READING TEXT:
○ ○ ○ ○ ○ ○ ○

She is still teaching to this day. 
Sr Grace Redmond (Mairéad)  had the unique distinction of being followed by a BBC film crew as she joined the convent from her family home to take her vows on camera, owing to a siblings conversation with a pile of English strangers in a big van filled with equipment and lights who picked him up as he was hitching home to Taghmon from work in Johnnie Hores.
"Are yee on hollydays?" says he as a starter for 6.
"We're looking for interesting things about Ireland " said the Director who was only mildly surprised to be brought to Taghmon for Tay , Apple Tart and permission  with the entire Redmond family. 
The Scourge rang the BBC to say they should come back half a century later to film Grace now, on her laptop, or sitting at the Opera,  zipping about the roads in her car, travelling the length and breadth of the country as the boss, a far cry from the shy young girl who laid face down on the tiles in her white robes to declare herself to God while the thin reedy voices sang hymns. 



Sister Grace Redmond © MDM


She is  bright and irrepressible today with a spontaneous laugh and an enquiring mind. 

Just when they thought they had got shut of the Scourge in 82, she rocked up again in September to begin a “Secretarial Course” which consisted of being caught by Sr Margaret Sullivan (Patrick) -   a legendary Nun who has been the backbone of the convent for years - jumping across the desks in the typing room singing show tunes.
And putting the heart crossways in gentle lady Sr Vera, whose class she had been marked absent from at the beginning - only to jump out of a wardrobe filled with wet gaberdines half way through - and begin taking notes in shorthand which consisted entirely of the only 2 words she ever learnt – “Dear Sir
Vera noticed her.



Last school photo of The Scourge. 1983.



And notices her still on a daily basis. 

6 months ago Sr. Margaret gave her the  old school desk she sat at as a child,  to write her new book on.
3 months ago Margaret was taken from the Convent she has spent her life in to retire to a Nursing Home outside town where she longs for visitors and misses her community, only being driven home now on feast days and for special masses.

○ ○ ○ ○ ○ ○ ○

TASKS:
• A. Reproduce the passage of the convent memoir from "She is  bright" up to and including "a daily basis.".
• B. List every nun whom the convent memoir names with the title "Sr" or "Sister".
• C. Continue the convent memoir from the end of its final sentence.
The entries that come next are separate material and are not part of the convent memoir.

○ ○ ○ ○ ○ ○ ○

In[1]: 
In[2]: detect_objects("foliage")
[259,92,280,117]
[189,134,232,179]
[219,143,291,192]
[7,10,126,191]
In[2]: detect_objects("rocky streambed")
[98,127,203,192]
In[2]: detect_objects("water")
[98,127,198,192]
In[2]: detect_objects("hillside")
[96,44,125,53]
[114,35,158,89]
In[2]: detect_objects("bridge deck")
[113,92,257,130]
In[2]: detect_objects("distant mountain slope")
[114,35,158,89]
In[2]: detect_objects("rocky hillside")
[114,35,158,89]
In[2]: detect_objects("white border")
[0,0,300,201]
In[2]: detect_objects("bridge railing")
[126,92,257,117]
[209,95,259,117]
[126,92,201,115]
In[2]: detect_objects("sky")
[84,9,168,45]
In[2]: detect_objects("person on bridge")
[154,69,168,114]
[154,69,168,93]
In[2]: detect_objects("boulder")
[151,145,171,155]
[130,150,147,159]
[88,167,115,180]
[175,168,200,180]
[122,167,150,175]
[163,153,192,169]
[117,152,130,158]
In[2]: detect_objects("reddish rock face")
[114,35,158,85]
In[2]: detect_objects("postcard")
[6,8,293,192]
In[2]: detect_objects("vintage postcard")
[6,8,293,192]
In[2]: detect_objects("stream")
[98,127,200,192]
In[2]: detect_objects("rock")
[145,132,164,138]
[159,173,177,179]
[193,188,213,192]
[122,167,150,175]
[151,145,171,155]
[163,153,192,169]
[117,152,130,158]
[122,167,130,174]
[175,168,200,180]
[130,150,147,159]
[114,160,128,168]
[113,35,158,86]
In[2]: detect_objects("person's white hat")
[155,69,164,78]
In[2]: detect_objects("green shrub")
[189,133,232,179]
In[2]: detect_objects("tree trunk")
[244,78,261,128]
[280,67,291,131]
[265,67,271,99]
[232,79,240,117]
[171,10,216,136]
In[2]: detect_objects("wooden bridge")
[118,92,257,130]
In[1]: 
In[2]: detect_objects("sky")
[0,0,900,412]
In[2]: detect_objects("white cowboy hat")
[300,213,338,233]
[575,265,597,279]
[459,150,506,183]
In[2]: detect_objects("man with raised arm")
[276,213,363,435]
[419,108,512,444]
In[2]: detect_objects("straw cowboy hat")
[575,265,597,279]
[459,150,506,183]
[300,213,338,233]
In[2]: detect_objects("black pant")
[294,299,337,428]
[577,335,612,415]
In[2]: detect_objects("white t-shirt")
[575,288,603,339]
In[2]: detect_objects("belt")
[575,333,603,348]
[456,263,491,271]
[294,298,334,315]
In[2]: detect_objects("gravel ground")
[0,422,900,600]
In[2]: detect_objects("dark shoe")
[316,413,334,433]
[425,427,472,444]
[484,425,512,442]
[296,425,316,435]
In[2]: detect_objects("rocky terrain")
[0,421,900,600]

○ ○ ○ ○ ○ ○ ○

RESULTS FOR EACH TASK:
• A.
She is  bright and irrepressible today with a spontaneous laugh and an enquiring mind. 

Just when they thought they had got shut of the Scourge in 82, she rocked up again in September to begin a “Secretarial Course” which consisted of being caught by Sr Margaret Sullivan (Patrick) -   a legendary Nun who has been the backbone of the convent for years - jumping across the desks in the typing room singing show tunes.
And putting the heart crossways in gentle lady Sr Vera, whose class she had been marked absent from at the beginning - only to jump out of a wardrobe filled with wet gaberdines half way through - and begin taking notes in shorthand which consisted entirely of the only 2 words she ever learnt – “Dear Sir
Vera noticed her.



Last school photo of The Scourge. 1983.



And notices her still on a daily basis.

• B.
Grace Redmond (Mairéad)
Margaret Sullivan (Patrick)
Vera

• C.
The Scourge's  baby sister joined the school as a first year while she was inciting riots and mayhem downstairs. In her innocence the younger Mahon leaned on a fire alarm which broke instantly and over the pealing of the bells was asked what her name was to have her cards marked.
It is believed the unfortunate teacher clutched her heart, temples and brow and ran shrieking up the corridor.
The Scourge failed maths.
But she did write  hundreds of thousands of words about her life and put a cover on it and it’s on the library shelves............
 AND the convent tables.  
And she still wears a hat every day.
40 years since she entered the convent as a student she lives across the road from it.
From an army of Nuns, there are 5 left in the building. 



Sister May - "Nun Left"© MDM

They offered the Scourge a white room to work in when she mentioned the house she inhabits is so small "one couldn't turn a sweet in ones mouth inside it"......
Rumours abound she is one step away from taking the veil if they would forgive the occasional eff word and let her smoke at the back kitchen door while her dogs drench the roses.    
Rumours persist they gave her a key.











MDM September 2017


www.shellshock.ie 

MDM is an Author, Playwright, and Performer who created the © "Mindless"course which she used to deal with her Bi-Polarity without medication. 
She uses the old Convent community room overlooking the white crosses to shout at people in a trance while she is burning sage and playing Ac/Dc turned up to 11. 

The Memoir "Scourged", about her Mother, Siobhán  has now been adapted by the author  into a stageplay called "The Scourge" for performance in 2018.